**TASK SET**
(1) In the article on professionalism, whose practical comments from the last issue of the bulletin does the piece follow?
(2) Name every one of the learned professions that the article on professionalism quotes from the Oxford dictionary.

Text Box: What is professionalism?

This articles follows on from recent debates on professionalism, professional status and standards, including Andrew Fenner's very practical comments in the last issue of bulletin. The topic of professionalism is not just topical, however, but cyclical, inspiring further debates every few years. Yet it keeps coming up without, as Andrew pointed out, anyone really examining what we mean by it.

Curiously enough, this is one of those occasions when a dictionary definition proves quite helpful. In amongst all the rather predictable explanations that a profession is "a vocation in which professed knowledge of some department of learning is used in its application to the affairs of others" (equally applicable to a charlatan), or something one does for payment rather than for the sheer fun of it, the Oxford dictionary also tells us that it often specifically denotes "the three learned professions of divinity, law, and medicine". That, if you ask me, is the heart of the matter, since our discussions of professionalism rarely centre on the practice, concerning themselves above all with the recognition, the status afforded the "learned professions". When we talk about professionalism, what we are really talking about is being valued, both socially and financially, and implicit in our dialogues is a recognition that the professionalism required to raise the language industry's status is in many cases still sadly lacking.

**ENTRIES SUPPLIED**
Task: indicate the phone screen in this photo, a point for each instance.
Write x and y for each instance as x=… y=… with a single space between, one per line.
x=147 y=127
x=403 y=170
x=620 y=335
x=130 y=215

**SOLVED TASKS**
(1) Andrew Fenner's

(2) Divinity, law, and medicine